*Quesiti e compiti*:
**1.** Riporti tutte le categorie degli Oscar nominate nel testo su Gangs of New York.
**2.** Riprenda il testo su Gangs of New York dal punto in cui termina e ne scriva il seguito.

*Brano da esaminare*:
○ ○ ○ ○

Nonostante alcune tensioni con la produzione – in particolare con Harvey Weinstein, che voleva tagliare il film per renderlo più commerciale – Scorsese riuscì a mantenere gran parte della sua visione artistica. Il risultato è un’opera che unisce epica storica, dramma personale e denuncia sociale, premiata con numerose candidature agli Oscar, tra cui miglior film, miglior regia e miglior attore protagonista (Day-Lewis), anche se non vinse in nessuna categoria.
Alle origini del caos
Ambientato tra gli anni ’40 e ’60 dell’Ottocento, Gangs of New York ci porta nel cuore di una New York pre-unitaria, ancora ben lontana dalla metropoli che conosciamo oggi. In quegli anni, il quartiere dei Five Points — crocevia di immigrati, criminalità e miseria — rappresentava uno dei luoghi più degradati e violenti degli Stati Uniti. Era una zona in cui bande armate esercitavano un vero e proprio controllo territoriale e la polizia, spesso corrotta o impotente, faticava a mantenere l’ordine.
Uno degli eventi storici centrali del film sono le Draft Riots del 1863, ovvero le rivolte scoppiate dopo l’introduzione della leva obbligatoria durante la Guerra di Secessione, con i cittadini più poveri, in gran parte immigrati irlandesi, che si ribellarono al fatto che i più ricchi potessero pagare per evitare il servizio militare. Le proteste si trasformarono rapidamente in violenti scontri di classe e razziali, culminando in saccheggi, incendi e linciaggi, soprattutto contro la comunità afroamericana.
A fare da sfondo a queste vicende vi è anche lo scontro ideologico tra i nativisti (come il personaggio di Bill the Butcher), che volevano difendere l’identità “americana” dai nuovi arrivati, e gli immigrati, soprattutto irlandesi cattolici, in fuga da fame e povertà. Un conflitto specchio delle tensioni che ancora oggi attraversano il tessuto sociale degli Stati Uniti: razzismo, xenofobia e la difficoltà di integrare nuove identità in una nazione fondata – almeno in teoria – sull’accoglienza.
Scorsese, da sempre affascinato dalla storia nascosta di New York, utilizza il film per raccontare non solo la violenza di strada, ma anche la nascita di una nuova identità americana: caotica, contraddittoria, ma in costante evoluzione.

○ ○ ○ ○

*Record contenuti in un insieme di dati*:
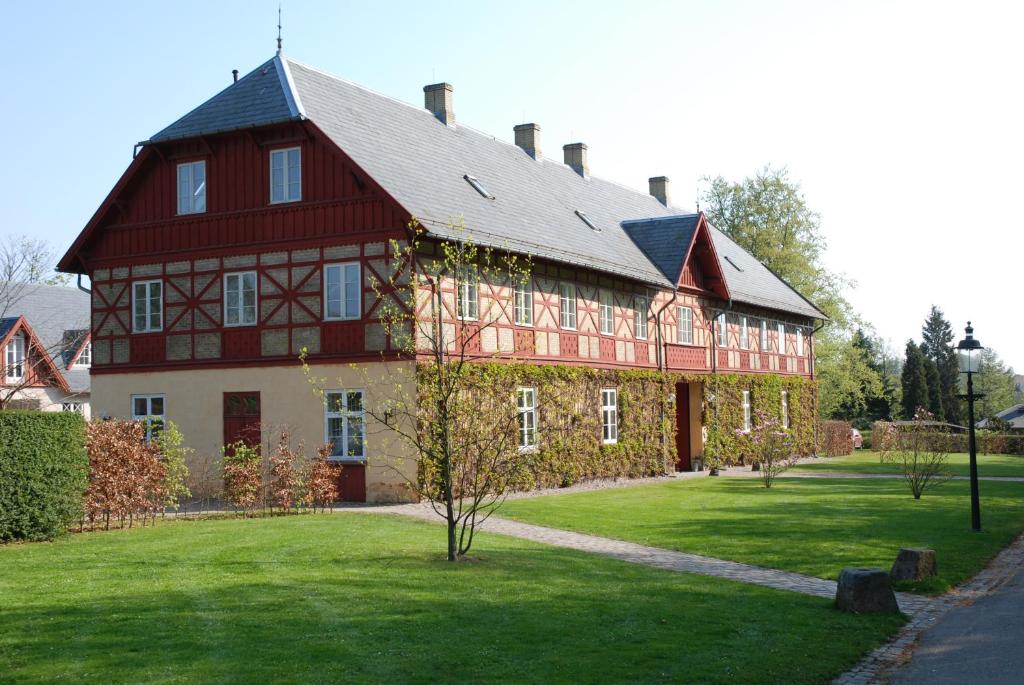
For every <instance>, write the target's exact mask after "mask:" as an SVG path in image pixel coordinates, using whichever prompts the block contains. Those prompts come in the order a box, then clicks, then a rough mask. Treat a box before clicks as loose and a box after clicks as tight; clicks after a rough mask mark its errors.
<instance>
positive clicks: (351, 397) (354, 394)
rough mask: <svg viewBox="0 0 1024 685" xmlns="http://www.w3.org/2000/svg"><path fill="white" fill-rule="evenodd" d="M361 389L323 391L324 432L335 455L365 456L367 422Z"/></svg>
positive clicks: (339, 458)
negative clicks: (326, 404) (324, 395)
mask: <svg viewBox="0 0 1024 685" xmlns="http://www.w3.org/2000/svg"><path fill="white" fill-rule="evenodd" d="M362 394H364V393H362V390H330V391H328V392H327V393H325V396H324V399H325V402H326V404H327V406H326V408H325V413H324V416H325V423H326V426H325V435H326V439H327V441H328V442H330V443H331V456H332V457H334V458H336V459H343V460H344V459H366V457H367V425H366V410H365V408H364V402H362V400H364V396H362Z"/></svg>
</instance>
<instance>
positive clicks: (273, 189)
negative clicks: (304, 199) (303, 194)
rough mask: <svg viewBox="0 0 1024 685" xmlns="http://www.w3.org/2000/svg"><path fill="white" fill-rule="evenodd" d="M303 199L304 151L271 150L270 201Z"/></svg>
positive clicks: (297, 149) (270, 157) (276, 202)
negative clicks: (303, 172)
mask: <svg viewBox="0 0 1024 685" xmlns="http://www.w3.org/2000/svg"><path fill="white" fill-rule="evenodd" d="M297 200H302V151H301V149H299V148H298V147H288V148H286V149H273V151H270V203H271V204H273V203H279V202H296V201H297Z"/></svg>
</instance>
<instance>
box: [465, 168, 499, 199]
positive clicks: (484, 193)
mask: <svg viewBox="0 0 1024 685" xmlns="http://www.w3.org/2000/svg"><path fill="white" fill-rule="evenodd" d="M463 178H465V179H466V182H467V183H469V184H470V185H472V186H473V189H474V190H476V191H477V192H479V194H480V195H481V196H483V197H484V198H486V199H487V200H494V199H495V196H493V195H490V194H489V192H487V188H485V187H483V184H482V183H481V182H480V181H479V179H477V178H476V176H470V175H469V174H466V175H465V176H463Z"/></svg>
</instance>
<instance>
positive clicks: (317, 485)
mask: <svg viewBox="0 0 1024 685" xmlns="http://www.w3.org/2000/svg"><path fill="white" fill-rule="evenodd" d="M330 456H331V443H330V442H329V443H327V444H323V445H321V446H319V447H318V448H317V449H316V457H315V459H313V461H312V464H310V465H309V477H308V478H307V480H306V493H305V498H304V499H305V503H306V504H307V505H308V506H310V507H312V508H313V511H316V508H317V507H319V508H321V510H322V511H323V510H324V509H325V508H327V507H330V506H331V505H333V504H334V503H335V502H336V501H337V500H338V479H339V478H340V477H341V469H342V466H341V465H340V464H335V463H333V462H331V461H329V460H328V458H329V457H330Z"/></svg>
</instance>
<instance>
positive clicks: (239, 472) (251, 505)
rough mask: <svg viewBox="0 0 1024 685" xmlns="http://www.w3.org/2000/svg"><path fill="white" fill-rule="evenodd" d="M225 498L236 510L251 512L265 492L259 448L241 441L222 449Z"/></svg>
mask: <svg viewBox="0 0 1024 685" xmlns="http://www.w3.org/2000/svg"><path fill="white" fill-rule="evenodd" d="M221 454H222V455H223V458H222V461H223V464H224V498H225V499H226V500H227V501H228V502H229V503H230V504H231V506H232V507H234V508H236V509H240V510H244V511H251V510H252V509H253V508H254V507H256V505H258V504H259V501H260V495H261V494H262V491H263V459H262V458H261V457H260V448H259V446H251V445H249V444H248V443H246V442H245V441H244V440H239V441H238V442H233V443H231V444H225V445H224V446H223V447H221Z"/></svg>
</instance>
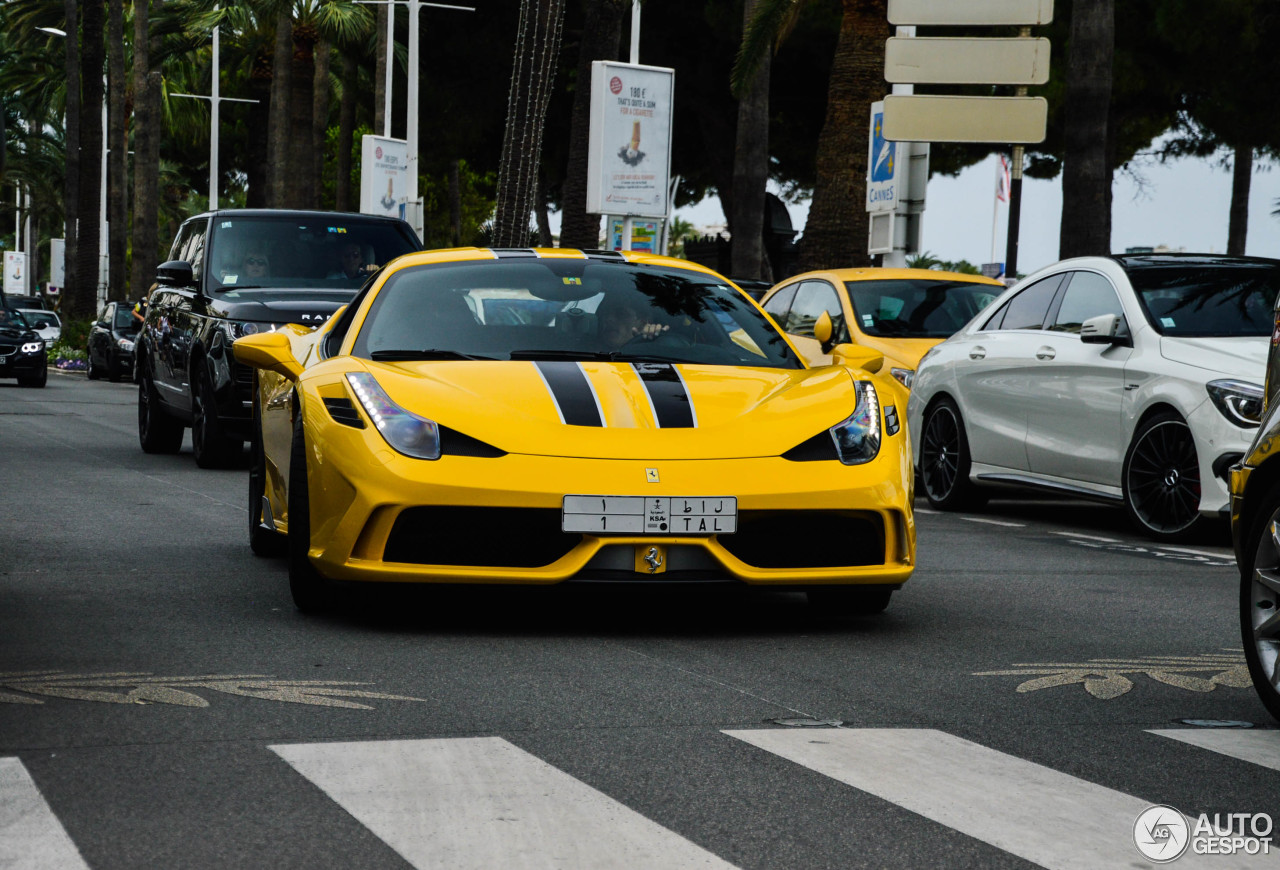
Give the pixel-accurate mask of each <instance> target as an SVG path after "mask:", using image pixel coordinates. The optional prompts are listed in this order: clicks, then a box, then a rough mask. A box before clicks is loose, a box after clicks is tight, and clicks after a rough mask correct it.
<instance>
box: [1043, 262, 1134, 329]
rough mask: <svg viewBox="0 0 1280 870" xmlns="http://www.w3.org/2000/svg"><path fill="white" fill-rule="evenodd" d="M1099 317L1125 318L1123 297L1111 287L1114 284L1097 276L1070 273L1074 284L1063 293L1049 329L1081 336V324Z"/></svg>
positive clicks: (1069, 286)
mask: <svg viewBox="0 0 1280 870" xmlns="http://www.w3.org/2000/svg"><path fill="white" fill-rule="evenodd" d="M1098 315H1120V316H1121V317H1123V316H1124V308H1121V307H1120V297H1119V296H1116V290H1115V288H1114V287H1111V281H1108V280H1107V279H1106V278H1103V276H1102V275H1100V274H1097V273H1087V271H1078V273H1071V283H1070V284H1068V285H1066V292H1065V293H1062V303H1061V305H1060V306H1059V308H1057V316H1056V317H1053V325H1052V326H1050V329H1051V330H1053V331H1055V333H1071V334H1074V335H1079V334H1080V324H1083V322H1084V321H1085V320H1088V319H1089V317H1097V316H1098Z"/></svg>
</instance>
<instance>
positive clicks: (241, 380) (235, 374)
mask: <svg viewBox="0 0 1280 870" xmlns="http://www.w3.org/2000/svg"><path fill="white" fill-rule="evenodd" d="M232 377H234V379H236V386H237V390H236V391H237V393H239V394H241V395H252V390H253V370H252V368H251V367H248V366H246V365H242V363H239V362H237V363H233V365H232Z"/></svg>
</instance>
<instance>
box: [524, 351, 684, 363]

○ ○ ○ ○

*Risultati degli esercizi*:
**1.** Miglior film, miglior regia, miglior attore protagonista.

**2.**
Tra sangue e appartenenza
Con Gangs of New York, Martin Scorsese non si limita a mettere in scena una storia di vendetta o di rivalità tra bande: il film si configura come una profonda riflessione sull’identità americana e sul significato stesso di “civiltà”. Al centro della narrazione si intrecciano temi universali, che travalicano l’ambientazione storica per toccare corde ancora oggi attuali.
Il film suggerisce che la nascita degli Stati Uniti — e in particolare di New York — non sia avvenuta attraverso un processo lineare e democratico, bensì nel caos, nel sangue e sotto la legge del più forte. La violenza, più che un’eccezione, appare come una componente strutturale della società: un linguaggio attraverso cui si conquista e si afferma il potere.
Lo scontro tra nativisti e immigrati irlandesi diventa la rappresentazione di un conflitto identitario profondo, che ha segnato — e continua a segnare — la storia americana. Da un lato, la paura del diverso, dell’invasione culturale e sociale; dall’altro, la lotta degli ultimi per l’integrazione e il riconoscimento. Il concetto stesso di “americano” emerge così come il prodotto di un incontro (e spesso di uno scontro) tra culture, etnie e visioni del mondo differenti.
Il percorso di Amsterdam Vallon, mosso inizialmente dal desiderio di vendicare la morte del padre, si trasforma progressivamente in una considerazione sulla giustizia, sull’eredità morale e sul senso di appartenenza. La vendetta personale si intreccia con un processo di maturazione interiore e con una crescente consapevolezza storica e politica.
Il film mette inoltre in luce la natura ambigua e corrotta del potere politico, che nasce e si alimenta attraverso compromessi, manipolazioni e alleanze con il crimine organizzato. In questo contesto, bande, boss e politici si muovono in un equilibrio precario, dove la linea tra legalità e criminalità è del tutto sfumata, che Scorsese riprenderà e approfondirà anche in opere successive come The Departed o The Irishman.
Nel finale, con la dissoluzione delle vecchie bande e l’inizio della trasformazione urbana di New York, emerge un interrogativo centrale: è davvero possibile costruire un ordine stabile a partire dal disordine? La risposta che Scorsese sembra offrire è volutamente ambigua, lasciando allo spettatore il compito di riflettere sulla ciclicità della storia e sull’ambivalenza del progresso.
Le tematiche di Gangs of New York si inseriscono pienamente nel percorso autoriale di Scorsese. Fin dagli esordi, il regista ha raccontato mondi marginali e violenti, attraversati da conflitti morali e da personaggi divisi tra un codice d’onore personale e una realtà corrotta. Come in Taxi Driver, Mean Streets o Goodfellas, anche qui il protagonista si muove in un contesto in cui sopravvivenza e coscienza si fronteggiano senza possibilità di riconciliazione.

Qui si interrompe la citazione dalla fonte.